▶ **WHAT IS EXPECTED**
Reproduce all of the data below, requests included, rescaling every x and y coordinate in the answers by a factor of 1.6 and rounding each result to the nearest whole number, with halves rounded up. Leave the pictures out of your answer.

▶ **DATA TO USE**
## START

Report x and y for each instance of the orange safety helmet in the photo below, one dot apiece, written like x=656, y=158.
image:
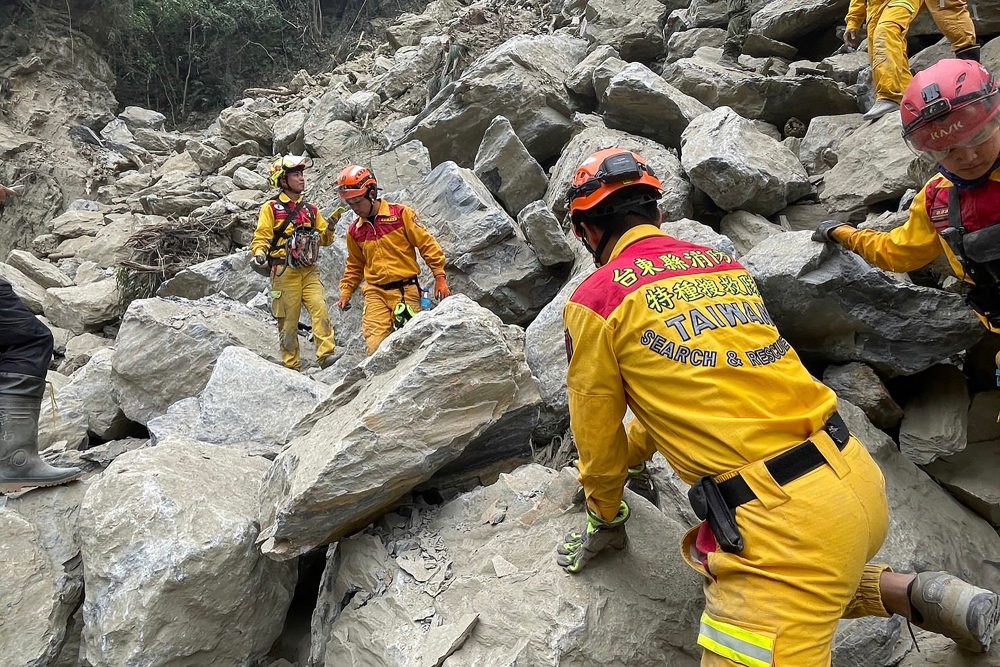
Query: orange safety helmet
x=356, y=181
x=284, y=165
x=609, y=171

## END

▶ **FULL ANSWER**
Report x and y for each instance of the orange safety helmet in the photo below, one dot apiece, written like x=656, y=158.
image:
Query: orange safety helmet
x=570, y=290
x=454, y=264
x=974, y=274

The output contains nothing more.